___ Passage to read ___

Dad was raised Catholic and attended St. Mary’s School as a little boy, and then later attended St. Paul’s College. He enjoyed learning French, but didn’t like Math. When we were teenagers, Dad hoped that we would want to attend St. Mary’s Academy. Jackie and I chose to complete our high school education there.

Dad loved to play hockey in winter and baseball in the summer. As a teenager, he enjoyed going to school dances. He has always loved to dance and sing familiar tunes to himself – mostly songs from WWII, by Vera Lynn.

When he turned seventeen, he had the opportunity for a job over in England. He moved there and started work at the British GEC for 3 ½ years until he joined the Canadian Army when WWII broke out. He met his wife-to-be (Ena) at a dance when he was stationed in Wallington, Surrey. They married three months later. Jackie and Denyse were born in Coventry, England, and then they decided to move to Canada. In 1952 the young family moved to Manitoba and settled in Dauphin for about 10 years. Dad worked for the Manitoba Telephone System. I (Karen) was born in Dauphin in 1955, and in 1963 Dad accepted a transfer to Winnipeg. Mom and Dad finished raising us girls there. Mom and Dad said that the ten years they spent in Dauphin were the happiest years of their lives.

___

Work task 1 - Please reproduce the part of the memoir about Dad above, starting with "When he turned" and going on through "of their lives.".
Work task 2 -
Answer these from the memoir about Dad above:
(a) Where was Dad stationed when he met Ena at a dance?
(b) What company did Dad work for after the family settled in Dauphin?
(c) Songs by which singer does Dad mostly sing to himself?

___ Study material ___

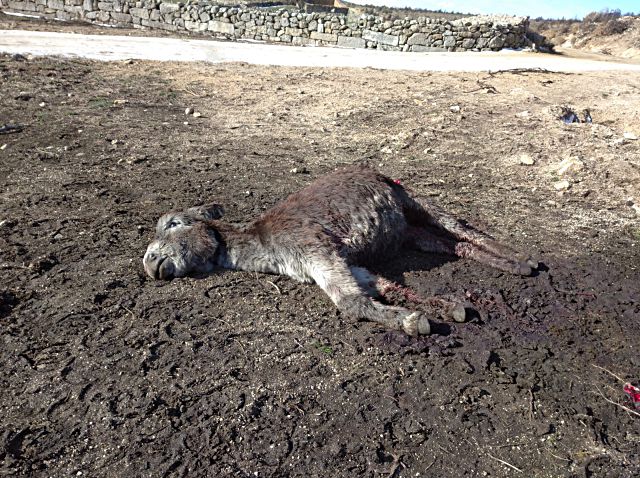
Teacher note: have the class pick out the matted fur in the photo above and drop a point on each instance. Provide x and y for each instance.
(326, 233)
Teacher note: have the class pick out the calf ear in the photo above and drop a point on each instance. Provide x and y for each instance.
(207, 211)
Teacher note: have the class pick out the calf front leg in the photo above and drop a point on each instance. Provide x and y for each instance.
(488, 252)
(334, 277)
(466, 241)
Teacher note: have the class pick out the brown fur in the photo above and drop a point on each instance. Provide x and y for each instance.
(325, 234)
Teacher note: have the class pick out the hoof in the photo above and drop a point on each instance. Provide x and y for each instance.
(457, 313)
(416, 324)
(524, 269)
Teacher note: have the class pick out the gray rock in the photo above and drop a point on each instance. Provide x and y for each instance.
(351, 42)
(221, 27)
(449, 42)
(496, 42)
(418, 39)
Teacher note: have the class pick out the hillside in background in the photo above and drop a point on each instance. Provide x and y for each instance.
(606, 32)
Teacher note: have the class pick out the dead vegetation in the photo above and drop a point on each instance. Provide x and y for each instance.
(608, 32)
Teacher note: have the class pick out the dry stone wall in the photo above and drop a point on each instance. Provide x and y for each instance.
(286, 25)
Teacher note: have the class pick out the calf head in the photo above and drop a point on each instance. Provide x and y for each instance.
(185, 242)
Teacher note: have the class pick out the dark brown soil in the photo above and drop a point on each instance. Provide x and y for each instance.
(108, 373)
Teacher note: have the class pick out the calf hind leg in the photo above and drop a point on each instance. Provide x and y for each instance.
(335, 278)
(377, 286)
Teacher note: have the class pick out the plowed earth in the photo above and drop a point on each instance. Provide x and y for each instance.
(106, 372)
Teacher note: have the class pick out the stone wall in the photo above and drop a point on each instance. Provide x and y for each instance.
(287, 25)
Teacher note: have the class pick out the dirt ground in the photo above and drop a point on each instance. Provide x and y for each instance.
(106, 373)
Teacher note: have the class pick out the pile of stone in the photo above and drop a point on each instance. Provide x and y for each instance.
(288, 25)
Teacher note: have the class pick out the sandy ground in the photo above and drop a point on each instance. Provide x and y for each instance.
(106, 373)
(117, 47)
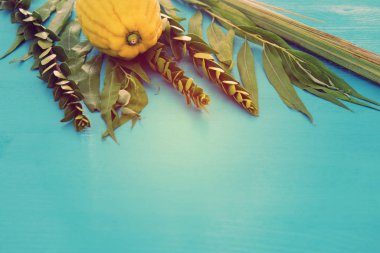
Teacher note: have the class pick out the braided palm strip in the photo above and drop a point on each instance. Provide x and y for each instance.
(225, 81)
(200, 52)
(161, 63)
(49, 58)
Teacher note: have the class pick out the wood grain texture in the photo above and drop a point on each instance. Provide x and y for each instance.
(184, 181)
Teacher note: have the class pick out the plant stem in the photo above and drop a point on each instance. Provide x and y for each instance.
(337, 50)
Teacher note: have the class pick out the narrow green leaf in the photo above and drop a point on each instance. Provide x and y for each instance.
(136, 68)
(281, 82)
(89, 82)
(47, 9)
(195, 24)
(222, 43)
(70, 37)
(246, 67)
(112, 85)
(77, 59)
(139, 100)
(18, 42)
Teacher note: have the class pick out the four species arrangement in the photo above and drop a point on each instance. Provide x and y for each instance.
(133, 35)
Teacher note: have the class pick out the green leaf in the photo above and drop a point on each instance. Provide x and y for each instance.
(64, 10)
(18, 42)
(280, 80)
(47, 9)
(246, 67)
(112, 85)
(169, 8)
(89, 82)
(222, 43)
(195, 24)
(70, 37)
(77, 59)
(136, 68)
(139, 100)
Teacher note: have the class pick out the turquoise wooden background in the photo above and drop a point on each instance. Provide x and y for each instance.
(186, 181)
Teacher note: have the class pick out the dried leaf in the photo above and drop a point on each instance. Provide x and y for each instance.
(64, 10)
(195, 24)
(112, 85)
(89, 83)
(18, 42)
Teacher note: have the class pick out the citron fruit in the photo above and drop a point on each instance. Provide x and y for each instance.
(120, 28)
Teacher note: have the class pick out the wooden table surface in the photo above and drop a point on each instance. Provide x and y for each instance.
(187, 181)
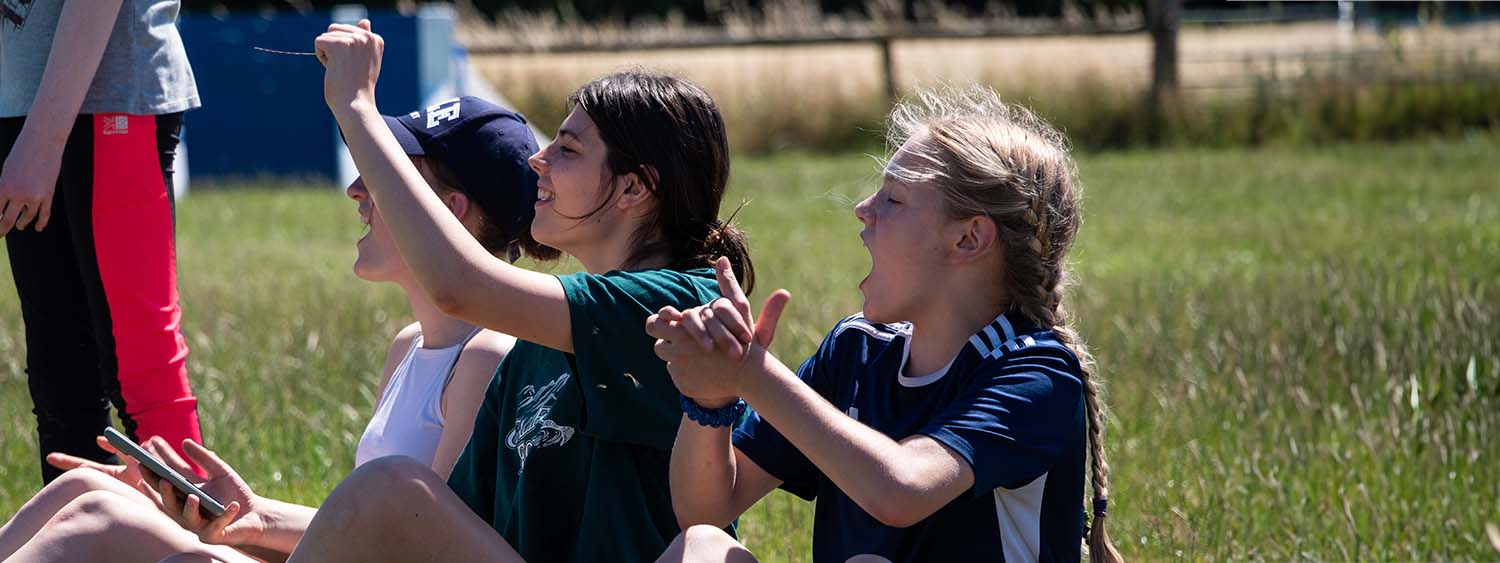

___

Your response 1 -
When he turned seventeen, he had the opportunity for a job over in England. He moved there and started work at the British GEC for 3 ½ years until he joined the Canadian Army when WWII broke out. He met his wife-to-be (Ena) at a dance when he was stationed in Wallington, Surrey. They married three months later. Jackie and Denyse were born in Coventry, England, and then they decided to move to Canada. In 1952 the young family moved to Manitoba and settled in Dauphin for about 10 years. Dad worked for the Manitoba Telephone System. I (Karen) was born in Dauphin in 1955, and in 1963 Dad accepted a transfer to Winnipeg. Mom and Dad finished raising us girls there. Mom and Dad said that the ten years they spent in Dauphin were the happiest years of their lives.

Your response 2 -
(a) Wallington, Surrey
(b) The Manitoba Telephone System
(c) Vera Lynn